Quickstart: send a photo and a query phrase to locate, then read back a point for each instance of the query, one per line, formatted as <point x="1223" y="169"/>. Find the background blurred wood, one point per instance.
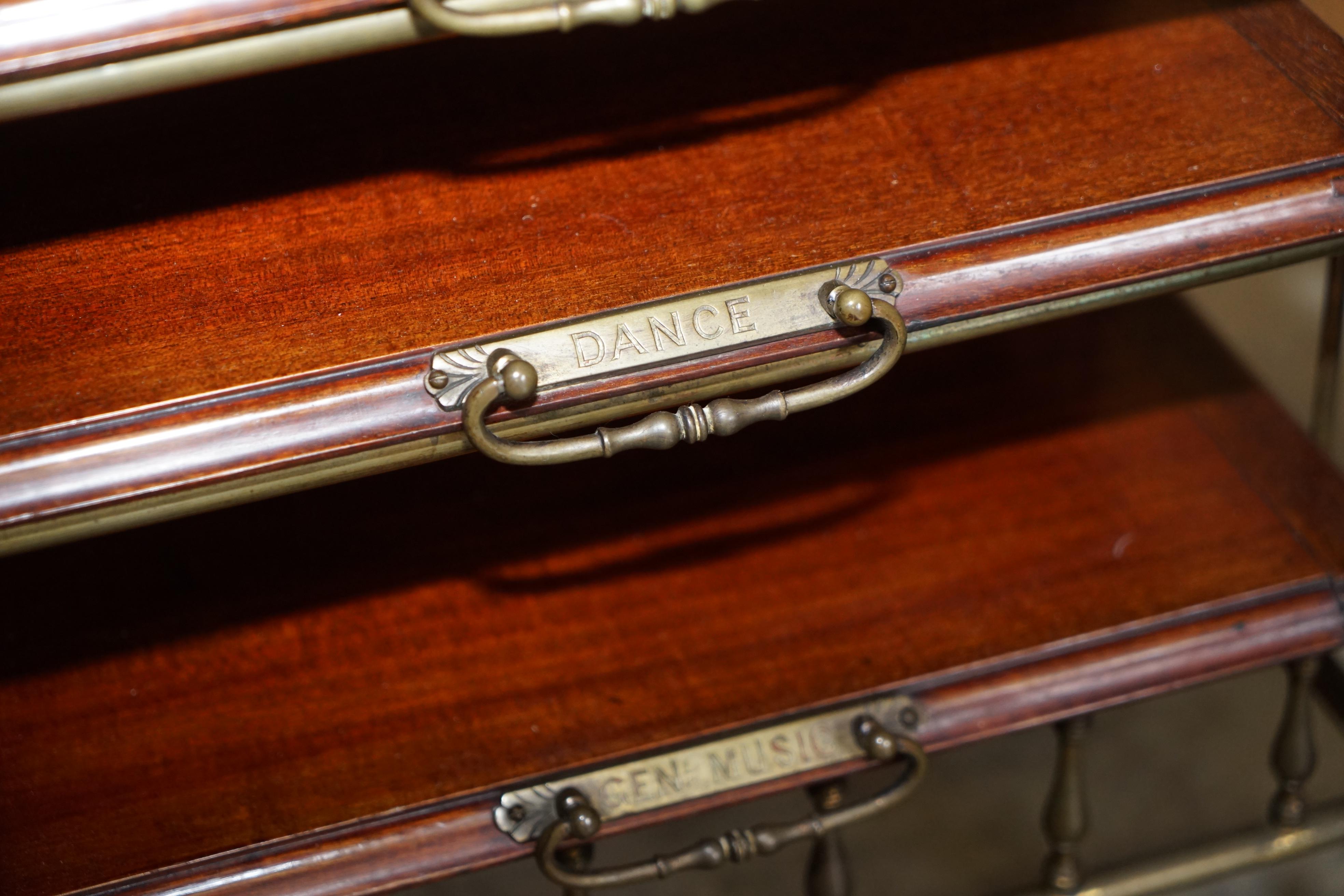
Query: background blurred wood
<point x="264" y="672"/>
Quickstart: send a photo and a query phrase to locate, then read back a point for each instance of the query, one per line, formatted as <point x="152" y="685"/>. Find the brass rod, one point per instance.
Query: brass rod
<point x="1328" y="359"/>
<point x="156" y="508"/>
<point x="1293" y="754"/>
<point x="213" y="62"/>
<point x="1219" y="859"/>
<point x="1065" y="818"/>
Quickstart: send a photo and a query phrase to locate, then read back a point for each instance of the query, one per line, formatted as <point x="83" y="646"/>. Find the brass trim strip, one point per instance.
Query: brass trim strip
<point x="186" y="502"/>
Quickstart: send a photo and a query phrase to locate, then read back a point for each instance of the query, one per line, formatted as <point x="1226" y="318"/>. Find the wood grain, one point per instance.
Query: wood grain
<point x="258" y="429"/>
<point x="1308" y="52"/>
<point x="1088" y="675"/>
<point x="333" y="215"/>
<point x="264" y="672"/>
<point x="132" y="292"/>
<point x="46" y="37"/>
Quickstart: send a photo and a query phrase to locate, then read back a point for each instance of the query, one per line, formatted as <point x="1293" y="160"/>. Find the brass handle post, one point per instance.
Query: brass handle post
<point x="513" y="379"/>
<point x="578" y="818"/>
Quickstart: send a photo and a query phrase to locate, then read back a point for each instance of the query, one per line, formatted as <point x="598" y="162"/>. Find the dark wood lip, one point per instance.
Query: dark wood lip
<point x="381" y="402"/>
<point x="475" y="805"/>
<point x="916" y="252"/>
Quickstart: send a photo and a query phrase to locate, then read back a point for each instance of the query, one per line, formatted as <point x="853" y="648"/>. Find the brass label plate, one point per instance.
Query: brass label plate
<point x="708" y="769"/>
<point x="664" y="331"/>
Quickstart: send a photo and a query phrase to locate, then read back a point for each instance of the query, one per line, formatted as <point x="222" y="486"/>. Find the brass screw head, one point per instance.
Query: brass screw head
<point x="874" y="739"/>
<point x="519" y="381"/>
<point x="578" y="813"/>
<point x="853" y="308"/>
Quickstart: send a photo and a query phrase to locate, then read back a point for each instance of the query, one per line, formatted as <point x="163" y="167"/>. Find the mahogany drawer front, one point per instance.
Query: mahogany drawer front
<point x="189" y="328"/>
<point x="1031" y="526"/>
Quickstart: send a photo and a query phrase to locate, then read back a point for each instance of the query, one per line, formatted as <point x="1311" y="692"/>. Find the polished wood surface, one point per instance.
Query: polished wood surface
<point x="148" y="268"/>
<point x="1003" y="512"/>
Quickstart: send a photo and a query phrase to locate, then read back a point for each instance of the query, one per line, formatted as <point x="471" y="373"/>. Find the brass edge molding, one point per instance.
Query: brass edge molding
<point x="198" y="499"/>
<point x="708" y="769"/>
<point x="211" y="62"/>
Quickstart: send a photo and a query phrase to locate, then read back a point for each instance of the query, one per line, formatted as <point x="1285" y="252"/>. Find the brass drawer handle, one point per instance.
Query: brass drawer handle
<point x="503" y="19"/>
<point x="578" y="818"/>
<point x="511" y="378"/>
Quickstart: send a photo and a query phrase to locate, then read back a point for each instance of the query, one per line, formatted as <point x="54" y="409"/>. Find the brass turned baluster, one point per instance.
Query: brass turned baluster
<point x="1065" y="818"/>
<point x="828" y="868"/>
<point x="1293" y="755"/>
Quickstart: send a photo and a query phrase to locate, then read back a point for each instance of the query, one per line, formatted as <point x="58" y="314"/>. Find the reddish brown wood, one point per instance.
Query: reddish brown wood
<point x="264" y="672"/>
<point x="46" y="37"/>
<point x="132" y="315"/>
<point x="1305" y="49"/>
<point x="147" y="264"/>
<point x="382" y="402"/>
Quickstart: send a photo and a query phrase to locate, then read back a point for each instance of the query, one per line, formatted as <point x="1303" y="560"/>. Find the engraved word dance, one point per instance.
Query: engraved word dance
<point x="708" y="323"/>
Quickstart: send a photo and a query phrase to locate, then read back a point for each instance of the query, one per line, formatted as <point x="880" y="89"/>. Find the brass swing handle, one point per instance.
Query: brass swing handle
<point x="501" y="19"/>
<point x="578" y="818"/>
<point x="508" y="377"/>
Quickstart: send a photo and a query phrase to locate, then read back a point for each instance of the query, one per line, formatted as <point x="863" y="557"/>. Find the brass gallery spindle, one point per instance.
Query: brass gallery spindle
◆ ◆ ◆ ◆
## Task requirements:
Find the line containing "swing handle, one point per instance.". Reproduce it exactly, along with every line after it through the last.

## Finished task:
Quickstart: send a photo and a query phrase to locate, then read back a point for each instance of the query, one per line, formatted as <point x="880" y="89"/>. Find the brass swing handle, one point per instance.
Query: brass swing handle
<point x="501" y="19"/>
<point x="578" y="818"/>
<point x="508" y="377"/>
Quickstart: send a photo and a query phrase to locate, then read back a point for each instance of the query, one per line, formatted as <point x="863" y="557"/>. Find the brass gallery spindle, one point per instance.
Query: brass gallery spindle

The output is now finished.